__TASK__. Copy out all the entries exactly.

======== INPUT FOR THIS TASK ========

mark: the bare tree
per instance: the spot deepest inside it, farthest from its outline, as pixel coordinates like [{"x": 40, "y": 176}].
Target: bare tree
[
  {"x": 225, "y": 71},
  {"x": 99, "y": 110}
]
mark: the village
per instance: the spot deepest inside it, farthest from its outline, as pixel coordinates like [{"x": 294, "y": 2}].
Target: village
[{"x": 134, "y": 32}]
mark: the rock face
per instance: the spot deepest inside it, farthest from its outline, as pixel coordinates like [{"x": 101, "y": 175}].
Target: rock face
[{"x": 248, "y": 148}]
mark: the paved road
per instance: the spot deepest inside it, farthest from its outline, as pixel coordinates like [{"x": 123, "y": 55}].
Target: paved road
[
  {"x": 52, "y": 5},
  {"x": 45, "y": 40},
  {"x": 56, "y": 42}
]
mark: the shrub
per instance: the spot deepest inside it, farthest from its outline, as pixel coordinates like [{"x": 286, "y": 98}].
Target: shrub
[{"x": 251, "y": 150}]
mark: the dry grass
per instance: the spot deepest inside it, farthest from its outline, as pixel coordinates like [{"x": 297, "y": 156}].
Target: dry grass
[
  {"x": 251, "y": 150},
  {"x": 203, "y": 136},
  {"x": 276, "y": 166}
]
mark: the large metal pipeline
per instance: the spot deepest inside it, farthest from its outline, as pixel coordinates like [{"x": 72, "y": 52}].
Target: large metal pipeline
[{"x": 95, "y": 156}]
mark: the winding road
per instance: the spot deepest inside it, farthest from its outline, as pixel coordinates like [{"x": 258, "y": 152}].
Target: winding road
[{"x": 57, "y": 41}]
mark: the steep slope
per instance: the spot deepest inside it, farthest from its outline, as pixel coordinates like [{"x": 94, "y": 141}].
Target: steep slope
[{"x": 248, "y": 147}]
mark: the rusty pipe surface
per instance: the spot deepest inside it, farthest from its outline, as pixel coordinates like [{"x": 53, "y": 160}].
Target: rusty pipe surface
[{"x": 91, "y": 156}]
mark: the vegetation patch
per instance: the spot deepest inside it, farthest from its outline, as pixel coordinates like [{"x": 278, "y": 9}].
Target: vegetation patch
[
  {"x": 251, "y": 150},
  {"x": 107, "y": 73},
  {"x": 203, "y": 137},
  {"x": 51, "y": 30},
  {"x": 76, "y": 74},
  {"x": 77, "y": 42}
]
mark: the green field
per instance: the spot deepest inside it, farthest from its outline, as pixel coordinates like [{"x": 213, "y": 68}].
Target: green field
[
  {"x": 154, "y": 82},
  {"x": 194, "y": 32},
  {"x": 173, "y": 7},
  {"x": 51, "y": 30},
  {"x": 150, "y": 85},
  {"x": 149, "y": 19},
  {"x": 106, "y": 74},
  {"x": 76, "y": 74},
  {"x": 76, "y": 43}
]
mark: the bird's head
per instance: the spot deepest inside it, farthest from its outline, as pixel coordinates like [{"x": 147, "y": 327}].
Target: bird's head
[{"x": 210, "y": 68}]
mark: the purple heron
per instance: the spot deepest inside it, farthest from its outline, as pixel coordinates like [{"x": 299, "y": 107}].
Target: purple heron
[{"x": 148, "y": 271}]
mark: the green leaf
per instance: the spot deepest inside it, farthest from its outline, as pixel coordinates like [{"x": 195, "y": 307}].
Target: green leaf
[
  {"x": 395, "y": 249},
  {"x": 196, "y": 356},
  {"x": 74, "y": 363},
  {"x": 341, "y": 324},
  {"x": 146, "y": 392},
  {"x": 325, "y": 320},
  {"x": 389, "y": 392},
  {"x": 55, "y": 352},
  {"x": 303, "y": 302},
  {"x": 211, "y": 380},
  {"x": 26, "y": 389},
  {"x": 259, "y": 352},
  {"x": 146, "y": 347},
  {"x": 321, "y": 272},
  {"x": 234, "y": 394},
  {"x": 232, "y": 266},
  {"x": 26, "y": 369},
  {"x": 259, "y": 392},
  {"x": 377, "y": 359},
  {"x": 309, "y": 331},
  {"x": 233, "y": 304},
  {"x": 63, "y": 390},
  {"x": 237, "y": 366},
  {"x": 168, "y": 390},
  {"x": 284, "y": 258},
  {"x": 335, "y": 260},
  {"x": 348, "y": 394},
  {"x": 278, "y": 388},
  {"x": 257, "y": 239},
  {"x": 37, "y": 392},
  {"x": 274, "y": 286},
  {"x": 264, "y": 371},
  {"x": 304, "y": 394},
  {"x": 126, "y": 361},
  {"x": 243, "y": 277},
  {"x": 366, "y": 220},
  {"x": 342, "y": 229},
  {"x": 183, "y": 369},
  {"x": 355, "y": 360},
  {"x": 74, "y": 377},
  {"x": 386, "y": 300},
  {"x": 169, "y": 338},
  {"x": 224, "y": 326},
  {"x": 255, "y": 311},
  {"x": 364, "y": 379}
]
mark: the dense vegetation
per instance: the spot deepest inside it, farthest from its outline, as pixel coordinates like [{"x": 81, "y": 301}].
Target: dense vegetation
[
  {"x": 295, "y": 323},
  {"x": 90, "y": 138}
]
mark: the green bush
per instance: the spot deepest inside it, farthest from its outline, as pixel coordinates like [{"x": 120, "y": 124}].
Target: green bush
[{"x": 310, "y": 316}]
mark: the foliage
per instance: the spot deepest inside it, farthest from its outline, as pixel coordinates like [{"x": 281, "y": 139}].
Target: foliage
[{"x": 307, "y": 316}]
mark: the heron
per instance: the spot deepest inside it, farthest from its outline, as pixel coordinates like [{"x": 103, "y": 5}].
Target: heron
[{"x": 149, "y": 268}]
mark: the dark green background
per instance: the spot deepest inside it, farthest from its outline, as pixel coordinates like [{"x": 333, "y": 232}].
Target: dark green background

========

__ANSWER BELOW__.
mark: the bare tree
per instance: the spot deepest inside it, farthest from its outline, as pixel coordinates like [{"x": 40, "y": 176}].
Target: bare tree
[
  {"x": 225, "y": 71},
  {"x": 99, "y": 110}
]
mark: the village
per instance: the spot deepest inside it, farthest from its outline, as pixel coordinates like [{"x": 294, "y": 2}].
Target: village
[{"x": 134, "y": 32}]
mark: the rock face
per instance: the spot deepest inside it, farthest from its outline, as pixel coordinates like [{"x": 101, "y": 175}].
Target: rock face
[{"x": 248, "y": 148}]
mark: the paved road
per instance: the spot deepest inside it, farthest from its outline, as pixel coordinates like [{"x": 123, "y": 55}].
Target: paved road
[
  {"x": 52, "y": 5},
  {"x": 45, "y": 40},
  {"x": 56, "y": 42}
]
mark: the shrub
per instance: the spot deepest inside it, farthest from its outline, as pixel coordinates like [{"x": 286, "y": 98}].
Target: shrub
[{"x": 251, "y": 150}]
mark: the dry grass
per instance: the spot deepest inside it, farthest from its outline, as pixel coordinates like [{"x": 297, "y": 156}].
Target: dry grass
[
  {"x": 251, "y": 150},
  {"x": 203, "y": 136},
  {"x": 276, "y": 166}
]
mark: the large metal pipeline
per instance: the spot deepest inside it, farthest from its outline, as pixel coordinates like [{"x": 72, "y": 52}].
Target: large metal pipeline
[{"x": 95, "y": 156}]
mark: the winding road
per instance: the spot deepest inside it, farthest from its outline, as pixel coordinates like [{"x": 258, "y": 152}].
Target: winding road
[{"x": 57, "y": 41}]
mark: the steep slope
per instance: the spot deepest inside it, farthest from its outline, as pixel coordinates like [{"x": 94, "y": 141}].
Target: steep slope
[{"x": 248, "y": 147}]
mark: the rusty pipe surface
per instance: the spot deepest inside it, farthest from its outline, as pixel coordinates like [{"x": 53, "y": 160}].
Target: rusty pipe surface
[{"x": 91, "y": 156}]
mark: the vegetation patch
per instance: the spot deepest inside it, farthest from its outline, as pixel coordinates like [{"x": 278, "y": 9}].
Target: vegetation patch
[
  {"x": 251, "y": 150},
  {"x": 107, "y": 73},
  {"x": 203, "y": 137},
  {"x": 51, "y": 30},
  {"x": 76, "y": 74},
  {"x": 77, "y": 42}
]
mark: the green field
per instance: the spot deepest inside it, farthest from its outline, as pixel coordinates like [{"x": 213, "y": 68}].
Target: green field
[
  {"x": 154, "y": 82},
  {"x": 194, "y": 32},
  {"x": 173, "y": 7},
  {"x": 51, "y": 30},
  {"x": 150, "y": 85},
  {"x": 149, "y": 19},
  {"x": 106, "y": 74},
  {"x": 76, "y": 74},
  {"x": 76, "y": 43}
]
mark: the bird's head
per instance: the spot deepest inside it, farthest from its outline, as pixel coordinates like [{"x": 147, "y": 327}].
Target: bird's head
[{"x": 210, "y": 68}]
mark: the purple heron
per instance: the spot deepest inside it, farthest from its outline, as pixel coordinates like [{"x": 299, "y": 107}].
Target: purple heron
[{"x": 148, "y": 271}]
mark: the green leaf
per instance: the spot deepest inside it, farthest from its outline, as pixel coordinates like [{"x": 195, "y": 307}].
Target: green leaf
[
  {"x": 395, "y": 249},
  {"x": 196, "y": 356},
  {"x": 74, "y": 363},
  {"x": 341, "y": 324},
  {"x": 146, "y": 392},
  {"x": 325, "y": 320},
  {"x": 389, "y": 392},
  {"x": 55, "y": 352},
  {"x": 303, "y": 302},
  {"x": 211, "y": 380},
  {"x": 26, "y": 389},
  {"x": 259, "y": 352},
  {"x": 146, "y": 347},
  {"x": 321, "y": 272},
  {"x": 234, "y": 394},
  {"x": 232, "y": 266},
  {"x": 26, "y": 369},
  {"x": 259, "y": 392},
  {"x": 377, "y": 359},
  {"x": 309, "y": 331},
  {"x": 233, "y": 304},
  {"x": 63, "y": 390},
  {"x": 237, "y": 366},
  {"x": 168, "y": 390},
  {"x": 284, "y": 258},
  {"x": 335, "y": 260},
  {"x": 348, "y": 394},
  {"x": 278, "y": 388},
  {"x": 257, "y": 239},
  {"x": 37, "y": 392},
  {"x": 274, "y": 286},
  {"x": 264, "y": 371},
  {"x": 304, "y": 394},
  {"x": 126, "y": 361},
  {"x": 243, "y": 277},
  {"x": 366, "y": 220},
  {"x": 342, "y": 229},
  {"x": 183, "y": 369},
  {"x": 355, "y": 360},
  {"x": 74, "y": 377},
  {"x": 386, "y": 300},
  {"x": 169, "y": 338},
  {"x": 224, "y": 326},
  {"x": 255, "y": 311},
  {"x": 364, "y": 379}
]
mark: the dense vegetation
per instance: the spot deepest inside it, farthest from its outline, as pixel coordinates like [{"x": 81, "y": 301}].
Target: dense vegetation
[
  {"x": 295, "y": 323},
  {"x": 90, "y": 138}
]
mark: the green bush
per instance: the spot deepest inside it, farthest from its outline, as pixel coordinates like [{"x": 120, "y": 124}].
Target: green bush
[{"x": 310, "y": 316}]
mark: the foliage
per instance: the spot deepest inside it, farthest from its outline, as pixel coordinates like [{"x": 281, "y": 139}].
Target: foliage
[{"x": 307, "y": 316}]
mark: the heron
per instance: the spot deepest inside it, farthest from its outline, as pixel coordinates like [{"x": 103, "y": 5}].
Target: heron
[{"x": 149, "y": 268}]
mark: the dark green background
per instance: the spot deepest inside it, farthest from its outline, as pixel coordinates like [{"x": 333, "y": 232}].
Target: dark green background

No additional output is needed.